Problem requirements. Give again the line that contains "Find the man's", plus every line after it to the end of the records, unchanged.

*** Material provided

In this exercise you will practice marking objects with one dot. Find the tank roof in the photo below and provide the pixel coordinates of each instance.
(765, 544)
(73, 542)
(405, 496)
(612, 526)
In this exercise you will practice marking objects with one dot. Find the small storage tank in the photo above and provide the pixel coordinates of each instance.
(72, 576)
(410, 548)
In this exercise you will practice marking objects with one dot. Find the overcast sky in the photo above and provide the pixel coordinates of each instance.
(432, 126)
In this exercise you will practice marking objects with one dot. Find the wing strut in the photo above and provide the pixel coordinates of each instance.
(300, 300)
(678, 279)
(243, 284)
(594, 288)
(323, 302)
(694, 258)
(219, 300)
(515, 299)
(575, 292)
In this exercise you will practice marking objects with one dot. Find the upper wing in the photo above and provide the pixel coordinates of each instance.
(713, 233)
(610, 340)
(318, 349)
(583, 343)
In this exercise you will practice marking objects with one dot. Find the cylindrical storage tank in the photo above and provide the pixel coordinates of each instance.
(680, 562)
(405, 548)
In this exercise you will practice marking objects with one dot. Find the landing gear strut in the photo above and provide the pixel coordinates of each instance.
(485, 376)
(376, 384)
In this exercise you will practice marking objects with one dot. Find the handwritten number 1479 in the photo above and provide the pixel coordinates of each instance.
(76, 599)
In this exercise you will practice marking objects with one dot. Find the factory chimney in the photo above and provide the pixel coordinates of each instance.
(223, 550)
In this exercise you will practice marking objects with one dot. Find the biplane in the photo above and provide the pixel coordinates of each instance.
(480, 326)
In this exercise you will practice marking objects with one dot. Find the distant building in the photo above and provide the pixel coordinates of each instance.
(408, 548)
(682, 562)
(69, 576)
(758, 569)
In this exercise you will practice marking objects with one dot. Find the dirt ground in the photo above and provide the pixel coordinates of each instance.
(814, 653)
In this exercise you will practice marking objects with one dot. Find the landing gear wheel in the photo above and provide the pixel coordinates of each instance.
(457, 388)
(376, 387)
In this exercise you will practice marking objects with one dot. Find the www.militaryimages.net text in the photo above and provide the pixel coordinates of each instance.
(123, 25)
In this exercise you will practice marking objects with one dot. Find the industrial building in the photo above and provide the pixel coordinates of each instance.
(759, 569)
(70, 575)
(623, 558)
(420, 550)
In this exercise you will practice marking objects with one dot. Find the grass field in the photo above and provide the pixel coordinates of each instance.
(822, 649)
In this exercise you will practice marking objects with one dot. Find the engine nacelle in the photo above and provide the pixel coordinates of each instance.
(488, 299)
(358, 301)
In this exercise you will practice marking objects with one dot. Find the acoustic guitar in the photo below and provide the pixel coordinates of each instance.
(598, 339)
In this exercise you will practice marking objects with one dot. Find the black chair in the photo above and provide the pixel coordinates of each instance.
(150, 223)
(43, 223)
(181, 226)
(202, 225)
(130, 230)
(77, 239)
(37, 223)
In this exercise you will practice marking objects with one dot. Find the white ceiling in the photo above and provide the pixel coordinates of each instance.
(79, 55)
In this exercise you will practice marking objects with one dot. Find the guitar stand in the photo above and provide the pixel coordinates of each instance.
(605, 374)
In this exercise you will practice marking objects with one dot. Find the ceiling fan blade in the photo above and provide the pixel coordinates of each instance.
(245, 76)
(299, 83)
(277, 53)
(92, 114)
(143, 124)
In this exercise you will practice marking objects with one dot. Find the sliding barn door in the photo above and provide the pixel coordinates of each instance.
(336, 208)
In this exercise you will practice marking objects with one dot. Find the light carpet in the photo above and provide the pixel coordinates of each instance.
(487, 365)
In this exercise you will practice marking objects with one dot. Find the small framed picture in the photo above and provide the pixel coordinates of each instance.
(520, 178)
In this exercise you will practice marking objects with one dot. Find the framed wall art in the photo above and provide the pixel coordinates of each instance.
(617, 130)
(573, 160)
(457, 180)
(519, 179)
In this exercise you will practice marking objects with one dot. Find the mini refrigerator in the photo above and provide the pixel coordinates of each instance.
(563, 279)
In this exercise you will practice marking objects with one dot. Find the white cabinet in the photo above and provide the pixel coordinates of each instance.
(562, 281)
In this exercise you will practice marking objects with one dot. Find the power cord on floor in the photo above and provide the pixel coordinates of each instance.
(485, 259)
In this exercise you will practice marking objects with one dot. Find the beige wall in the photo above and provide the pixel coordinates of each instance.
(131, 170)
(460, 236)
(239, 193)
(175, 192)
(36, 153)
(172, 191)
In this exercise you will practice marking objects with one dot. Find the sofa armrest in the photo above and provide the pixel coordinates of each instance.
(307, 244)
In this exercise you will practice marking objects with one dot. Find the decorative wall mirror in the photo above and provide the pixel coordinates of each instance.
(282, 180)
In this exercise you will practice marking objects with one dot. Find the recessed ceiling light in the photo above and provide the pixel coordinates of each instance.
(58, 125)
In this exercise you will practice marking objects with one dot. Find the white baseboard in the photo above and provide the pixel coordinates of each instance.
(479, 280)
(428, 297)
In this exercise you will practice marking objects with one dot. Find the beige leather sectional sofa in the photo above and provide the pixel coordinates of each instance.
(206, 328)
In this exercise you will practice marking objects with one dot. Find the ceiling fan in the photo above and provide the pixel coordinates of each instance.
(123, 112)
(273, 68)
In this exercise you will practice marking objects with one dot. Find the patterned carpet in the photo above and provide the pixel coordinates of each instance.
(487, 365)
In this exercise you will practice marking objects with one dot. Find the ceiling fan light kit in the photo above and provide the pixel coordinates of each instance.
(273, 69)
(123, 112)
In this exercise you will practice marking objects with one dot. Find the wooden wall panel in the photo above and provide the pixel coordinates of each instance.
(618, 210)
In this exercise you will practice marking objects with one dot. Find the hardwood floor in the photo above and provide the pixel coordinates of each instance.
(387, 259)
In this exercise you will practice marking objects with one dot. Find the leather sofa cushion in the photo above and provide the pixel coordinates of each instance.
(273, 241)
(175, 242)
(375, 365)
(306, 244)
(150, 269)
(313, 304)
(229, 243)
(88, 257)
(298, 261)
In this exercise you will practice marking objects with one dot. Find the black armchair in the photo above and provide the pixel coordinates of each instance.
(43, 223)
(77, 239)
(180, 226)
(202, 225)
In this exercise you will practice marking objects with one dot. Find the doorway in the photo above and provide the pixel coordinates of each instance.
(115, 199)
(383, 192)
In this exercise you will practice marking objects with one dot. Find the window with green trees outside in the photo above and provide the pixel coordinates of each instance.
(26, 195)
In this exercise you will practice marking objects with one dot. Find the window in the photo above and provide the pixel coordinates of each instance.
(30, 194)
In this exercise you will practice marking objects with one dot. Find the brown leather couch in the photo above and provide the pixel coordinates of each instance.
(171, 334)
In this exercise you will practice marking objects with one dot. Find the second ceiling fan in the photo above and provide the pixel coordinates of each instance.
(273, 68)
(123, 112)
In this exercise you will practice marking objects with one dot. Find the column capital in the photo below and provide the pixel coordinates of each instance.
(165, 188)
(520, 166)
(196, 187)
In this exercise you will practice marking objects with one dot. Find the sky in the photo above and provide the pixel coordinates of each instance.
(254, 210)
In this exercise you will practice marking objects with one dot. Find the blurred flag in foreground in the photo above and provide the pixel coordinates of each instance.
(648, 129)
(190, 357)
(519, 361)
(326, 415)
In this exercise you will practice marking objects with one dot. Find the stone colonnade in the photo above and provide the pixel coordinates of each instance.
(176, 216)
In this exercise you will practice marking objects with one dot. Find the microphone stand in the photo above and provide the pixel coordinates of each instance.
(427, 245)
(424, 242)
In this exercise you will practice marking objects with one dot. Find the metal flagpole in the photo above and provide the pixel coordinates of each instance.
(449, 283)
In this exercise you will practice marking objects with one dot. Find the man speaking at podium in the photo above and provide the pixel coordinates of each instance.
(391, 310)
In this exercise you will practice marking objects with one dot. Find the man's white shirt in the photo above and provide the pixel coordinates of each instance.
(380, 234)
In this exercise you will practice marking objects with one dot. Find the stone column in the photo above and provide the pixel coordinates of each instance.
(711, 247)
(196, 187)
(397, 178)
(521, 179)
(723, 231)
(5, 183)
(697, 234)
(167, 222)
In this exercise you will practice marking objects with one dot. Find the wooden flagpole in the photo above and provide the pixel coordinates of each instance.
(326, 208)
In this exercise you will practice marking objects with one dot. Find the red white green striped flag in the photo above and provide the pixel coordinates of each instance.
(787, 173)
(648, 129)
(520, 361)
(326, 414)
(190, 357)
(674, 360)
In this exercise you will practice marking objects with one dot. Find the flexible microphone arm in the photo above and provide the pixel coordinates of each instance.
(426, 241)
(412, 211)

******

Solution.
In this exercise you will practice marking objects with one dot. Find the man's white shirt in the photo above and provide the pixel coordinates of each instance.
(380, 234)
In this exercise you will practice marking objects with one dot. Find the stone column in the photo above and provide the pixel coordinates of each instance.
(711, 247)
(196, 187)
(397, 178)
(521, 179)
(723, 231)
(5, 183)
(697, 234)
(167, 222)
In this exercise you will practice marking objects with one dot. Find the wooden flagpole in the photo above and provide the pixel coordinates of each instance.
(326, 208)
In this exercise you will practice marking objects with one dot. Find the red white green striped flag in the photo above and provide the pixel coordinates of each instance.
(787, 173)
(648, 129)
(520, 361)
(326, 414)
(190, 357)
(674, 360)
In this exercise you will practice marking objects with one dot. Find the flexible microphone arm in the photo above and provide the pixel coordinates of each instance.
(426, 241)
(412, 211)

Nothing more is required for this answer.